Please retype, word for word, everything from the start of the rows below down to and including the line containing "pixel 599 175". Leave the pictures out of your answer.

** start of Supplied material **

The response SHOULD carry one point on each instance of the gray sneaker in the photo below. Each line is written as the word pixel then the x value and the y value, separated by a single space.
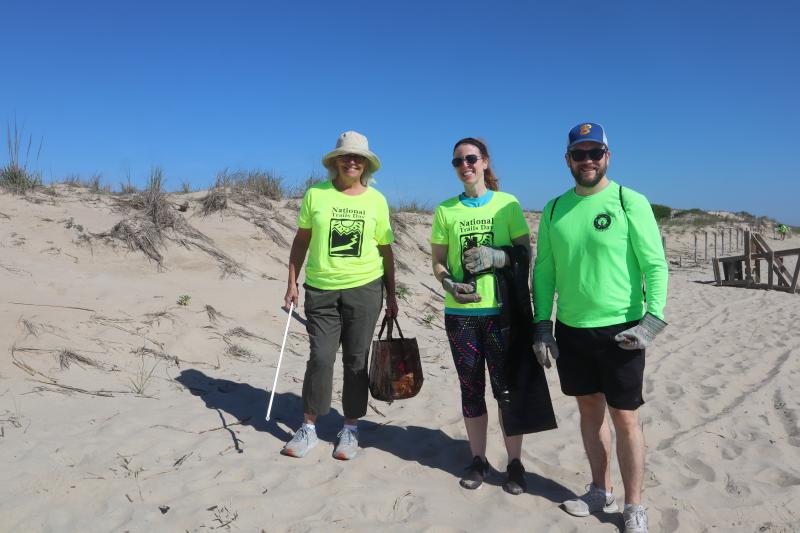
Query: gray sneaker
pixel 347 447
pixel 303 440
pixel 592 502
pixel 635 518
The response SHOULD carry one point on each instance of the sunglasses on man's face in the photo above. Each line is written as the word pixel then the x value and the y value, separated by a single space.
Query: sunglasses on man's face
pixel 595 154
pixel 471 159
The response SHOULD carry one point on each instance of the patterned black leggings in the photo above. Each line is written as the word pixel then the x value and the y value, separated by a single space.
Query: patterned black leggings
pixel 473 340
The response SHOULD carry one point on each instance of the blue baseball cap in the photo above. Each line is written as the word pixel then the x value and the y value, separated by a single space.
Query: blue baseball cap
pixel 587 132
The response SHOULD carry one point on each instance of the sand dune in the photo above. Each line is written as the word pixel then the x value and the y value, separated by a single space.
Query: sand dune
pixel 121 409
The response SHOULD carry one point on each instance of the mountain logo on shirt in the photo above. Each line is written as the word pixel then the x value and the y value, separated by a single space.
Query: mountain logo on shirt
pixel 345 238
pixel 602 222
pixel 473 240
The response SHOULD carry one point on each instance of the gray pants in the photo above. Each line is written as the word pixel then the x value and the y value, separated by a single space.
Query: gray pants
pixel 345 317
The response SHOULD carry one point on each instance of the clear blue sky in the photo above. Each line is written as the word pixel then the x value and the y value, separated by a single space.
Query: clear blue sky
pixel 699 98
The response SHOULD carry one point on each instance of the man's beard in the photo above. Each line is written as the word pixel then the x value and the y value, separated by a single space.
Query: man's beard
pixel 599 175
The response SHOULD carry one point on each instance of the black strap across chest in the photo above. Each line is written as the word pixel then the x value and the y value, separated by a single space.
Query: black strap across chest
pixel 621 203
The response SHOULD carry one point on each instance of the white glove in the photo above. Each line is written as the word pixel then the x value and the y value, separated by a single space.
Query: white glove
pixel 464 293
pixel 483 258
pixel 543 341
pixel 640 336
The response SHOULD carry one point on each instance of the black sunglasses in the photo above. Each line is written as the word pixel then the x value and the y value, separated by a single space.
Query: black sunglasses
pixel 595 154
pixel 471 159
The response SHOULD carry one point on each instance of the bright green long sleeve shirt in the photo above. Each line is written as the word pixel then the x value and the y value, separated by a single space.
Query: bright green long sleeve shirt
pixel 606 264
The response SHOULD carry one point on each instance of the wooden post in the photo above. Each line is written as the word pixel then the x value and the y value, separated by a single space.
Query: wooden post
pixel 748 272
pixel 770 269
pixel 730 240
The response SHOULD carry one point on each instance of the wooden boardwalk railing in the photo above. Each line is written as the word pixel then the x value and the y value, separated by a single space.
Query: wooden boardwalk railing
pixel 745 270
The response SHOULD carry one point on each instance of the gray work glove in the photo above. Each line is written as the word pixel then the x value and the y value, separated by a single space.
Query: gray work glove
pixel 464 293
pixel 483 258
pixel 543 341
pixel 640 336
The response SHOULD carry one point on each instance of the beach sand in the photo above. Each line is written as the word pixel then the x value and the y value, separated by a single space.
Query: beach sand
pixel 121 410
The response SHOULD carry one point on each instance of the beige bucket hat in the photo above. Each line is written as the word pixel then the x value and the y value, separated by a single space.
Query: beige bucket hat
pixel 352 142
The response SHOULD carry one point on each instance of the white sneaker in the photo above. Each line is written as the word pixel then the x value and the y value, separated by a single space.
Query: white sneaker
pixel 635 518
pixel 301 443
pixel 594 501
pixel 347 447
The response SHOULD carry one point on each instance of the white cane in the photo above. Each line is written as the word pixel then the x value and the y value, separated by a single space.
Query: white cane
pixel 280 358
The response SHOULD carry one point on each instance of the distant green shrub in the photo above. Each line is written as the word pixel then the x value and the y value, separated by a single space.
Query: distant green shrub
pixel 412 206
pixel 15 177
pixel 298 191
pixel 661 212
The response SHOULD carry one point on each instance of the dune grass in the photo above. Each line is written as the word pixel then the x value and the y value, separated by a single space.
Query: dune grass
pixel 16 177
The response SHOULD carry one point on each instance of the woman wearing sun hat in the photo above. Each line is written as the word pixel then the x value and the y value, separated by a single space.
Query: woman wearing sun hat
pixel 471 237
pixel 344 228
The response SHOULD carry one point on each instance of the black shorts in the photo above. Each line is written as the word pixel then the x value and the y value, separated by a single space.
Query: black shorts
pixel 591 361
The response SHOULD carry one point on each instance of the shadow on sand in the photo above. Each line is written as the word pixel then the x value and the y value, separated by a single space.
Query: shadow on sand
pixel 429 447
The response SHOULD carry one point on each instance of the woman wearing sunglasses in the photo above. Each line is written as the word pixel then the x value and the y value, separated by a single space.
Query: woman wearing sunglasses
pixel 344 228
pixel 466 239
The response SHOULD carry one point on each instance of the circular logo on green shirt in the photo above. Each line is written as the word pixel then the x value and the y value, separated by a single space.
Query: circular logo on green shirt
pixel 602 222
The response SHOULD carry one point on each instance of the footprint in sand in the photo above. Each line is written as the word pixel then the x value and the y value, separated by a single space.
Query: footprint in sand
pixel 701 469
pixel 318 476
pixel 736 489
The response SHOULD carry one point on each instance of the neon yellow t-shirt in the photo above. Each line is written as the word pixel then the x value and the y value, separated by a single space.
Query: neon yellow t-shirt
pixel 345 234
pixel 597 257
pixel 461 227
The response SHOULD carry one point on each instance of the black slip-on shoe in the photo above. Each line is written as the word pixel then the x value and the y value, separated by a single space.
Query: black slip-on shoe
pixel 515 478
pixel 475 472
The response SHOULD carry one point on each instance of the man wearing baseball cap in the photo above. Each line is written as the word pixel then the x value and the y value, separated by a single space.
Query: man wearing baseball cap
pixel 599 248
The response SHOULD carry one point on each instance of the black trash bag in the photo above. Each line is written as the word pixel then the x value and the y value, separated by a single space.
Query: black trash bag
pixel 525 399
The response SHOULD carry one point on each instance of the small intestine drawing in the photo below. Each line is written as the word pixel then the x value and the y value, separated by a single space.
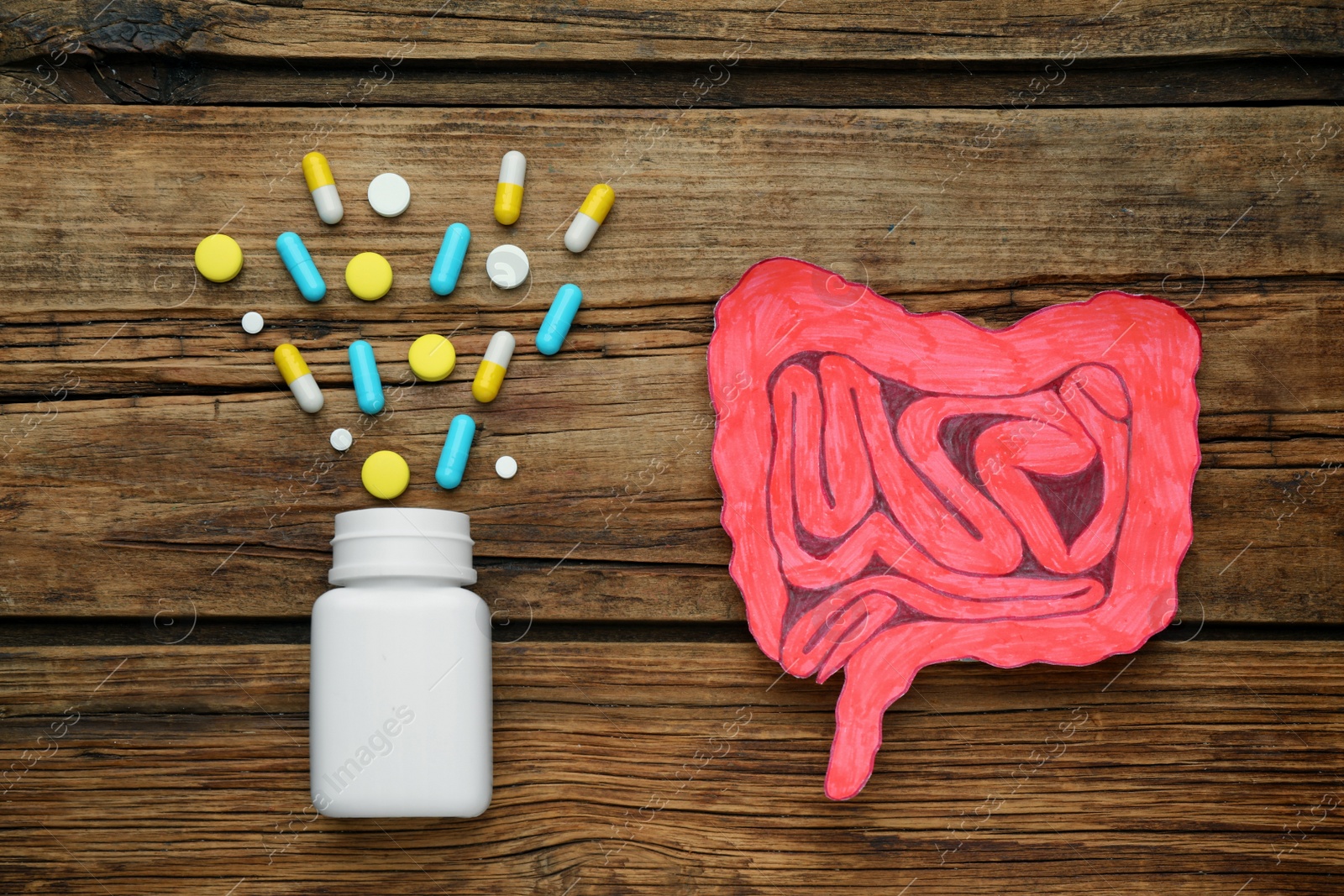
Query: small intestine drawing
pixel 906 490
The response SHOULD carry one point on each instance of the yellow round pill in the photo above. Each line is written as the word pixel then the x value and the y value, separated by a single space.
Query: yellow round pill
pixel 432 358
pixel 385 474
pixel 369 275
pixel 219 258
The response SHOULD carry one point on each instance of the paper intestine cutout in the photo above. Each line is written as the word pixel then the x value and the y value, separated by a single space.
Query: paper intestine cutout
pixel 905 490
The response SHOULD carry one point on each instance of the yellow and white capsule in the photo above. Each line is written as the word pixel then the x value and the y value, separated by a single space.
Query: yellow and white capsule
pixel 323 187
pixel 589 217
pixel 300 379
pixel 508 195
pixel 490 375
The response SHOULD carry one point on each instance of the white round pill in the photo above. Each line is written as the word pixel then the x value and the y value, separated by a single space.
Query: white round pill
pixel 389 194
pixel 507 266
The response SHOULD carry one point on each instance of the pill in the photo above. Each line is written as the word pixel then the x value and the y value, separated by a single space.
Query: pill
pixel 389 194
pixel 369 275
pixel 300 265
pixel 457 446
pixel 219 258
pixel 507 266
pixel 490 375
pixel 385 474
pixel 591 215
pixel 508 195
pixel 323 187
pixel 558 320
pixel 369 387
pixel 300 379
pixel 448 266
pixel 432 358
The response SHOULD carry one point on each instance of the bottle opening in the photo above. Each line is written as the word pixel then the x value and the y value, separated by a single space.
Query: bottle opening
pixel 407 543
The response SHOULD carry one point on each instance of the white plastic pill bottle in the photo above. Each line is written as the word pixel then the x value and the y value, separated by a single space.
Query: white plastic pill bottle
pixel 401 716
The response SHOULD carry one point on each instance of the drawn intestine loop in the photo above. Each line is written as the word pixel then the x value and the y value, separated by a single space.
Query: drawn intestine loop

** end of Supplied material **

## Output for this exercise:
The response SHOULD carry one point on each instance of the gray sneaker in the photo below. Each line is written as the word pixel then the x value and the y value, separated by a single space.
Query: gray sneaker
pixel 347 447
pixel 303 440
pixel 592 502
pixel 635 518
The response SHOULD carry one point on each instance of the sunglasses on man's face in the photo above. Each line is written as the word pixel then the x value and the y value, separated by a single space.
Query: sunglasses on man's face
pixel 595 154
pixel 471 159
The response SHOULD carry one point on each instance of the patterned black leggings in the photo above. Each line is written as the word pixel then the x value and the y value, separated by a single space.
Query: patterned black leggings
pixel 473 340
The response SHOULD carry one point on each instance of the blue baseball cap in the photo above. Each line is written as the word pixel then the x value and the y value, separated by a single space.
Query: blue baseball cap
pixel 587 132
The response SHOULD carry one point on each instance of the sand dune in the photo above. Each line is written as the word pixel then the x value and the y value, separated by a single space.
Query: sand dune
pixel 121 409
The response SHOULD carry one point on each instance of the mountain logo on shirt in the photo above. Each line is written as the word pixel then the x value and the y value, separated by a single space.
Query: mountain logo on shirt
pixel 345 238
pixel 602 222
pixel 473 240
The response SHOULD carry one point on each instance of the gray pants in the photo above. Each line is written as the word pixel then the x value and the y value, separated by a single space.
Query: gray pants
pixel 345 317
The response SHOULD carry one point on each instance of the clear blue sky in the photo above. Each line is written as the word pixel then the x value and the y value, separated by a single space.
Query: clear blue sky
pixel 699 98
The response SHOULD carry one point on each instance of the man's beard in the photo above. Each line is written as the word pixel then the x value and the y value, separated by a single space.
Query: man's beard
pixel 599 175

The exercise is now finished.